One detail worth pausing on: the system will not let you apply more than one ETA per passport at a time. If you have a pending application and try to start a second, you get an error. People misread that as a refusal and panic. Wait, then check the original status.
Documents You Need to Apply
The ETA application is light on document uploads compared to a visitor visa. You need:
- A biometric passport with at least six months validity beyond your planned stay. Non-biometric passports are not accepted.
- A valid email address — this is where your decision lands.
- A debit or credit card for the GBP 20 fee. Prepaid cards sometimes get rejected.
- A face photo taken inside the app — you do not upload a separate file.
- Disclosure of any criminal convictions or prior immigration history. This is a declaration, not a document.
What you do not need at application time: hotel booking, flight booking, bank statement, travel insurance, employer letter, invitation letter. None of these are part of the ETA process. They do matter — but at the British border, not in the app. Many travelers conflate the two and stress about documents that nobody asks for.
UK ETA vs UK Visitor Visa: Which One Do You Need?
The decision tree is simple but worth spelling out, because Google often returns visitor-visa results when people search for "UK ETA". The two are alternatives, not stages of the same process.
- If your nationality is on the visa-exempt list and you want to visit for under six months → UK ETA.
- If your nationality requires a visitor visa (India, Pakistan, China, Nigeria, Philippines, most of Africa, most of South America) → Standard Visitor Visa. ETA is not available to you.
- If you want to work, study longer than six months, or settle → a specific work, study or settlement visa. Neither ETA nor visitor visa fits.
- If you have a valid UK visa already → you do not need an ETA. The visa replaces it.
For people in the second bucket, our deeper guide on UK Visitor Visa documentation and dummy tickets covers the full application. The cost difference is significant: a Standard Visitor Visa is GBP 127, fingerprints are required, and processing takes 15 working days on average.
Why UK ETAs Get Refused (and What To Do)
The ETA approval rate is high — Home Office figures from the April 2026 factsheet put it above 95%. But refusals exist, and unlike a visa, there is no formal appeal. Here are the reasons that come up in practice:
- Prior UK refusals or overstays. The single biggest red flag. If you were ever refused entry to the UK, deported, or overstayed by even a day, you must apply for a Standard Visitor Visa. Concealing this is a separate ground for refusal.

- **Data shown**
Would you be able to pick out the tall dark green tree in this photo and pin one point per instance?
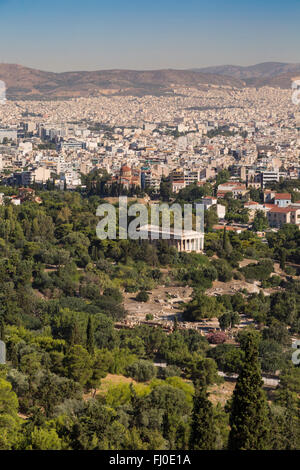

- **Exercise task**
Transcribe the UK ETA passage above word for word, from "- Disclosure of" to "Do You Need?".

- **Full solution**
- Disclosure of any criminal convictions or prior immigration history. This is a declaration, not a document.
What you do not need at application time: hotel booking, flight booking, bank statement, travel insurance, employer letter, invitation letter. None of these are part of the ETA process. They do matter — but at the British border, not in the app. Many travelers conflate the two and stress about documents that nobody asks for.
UK ETA vs UK Visitor Visa: Which One Do You Need?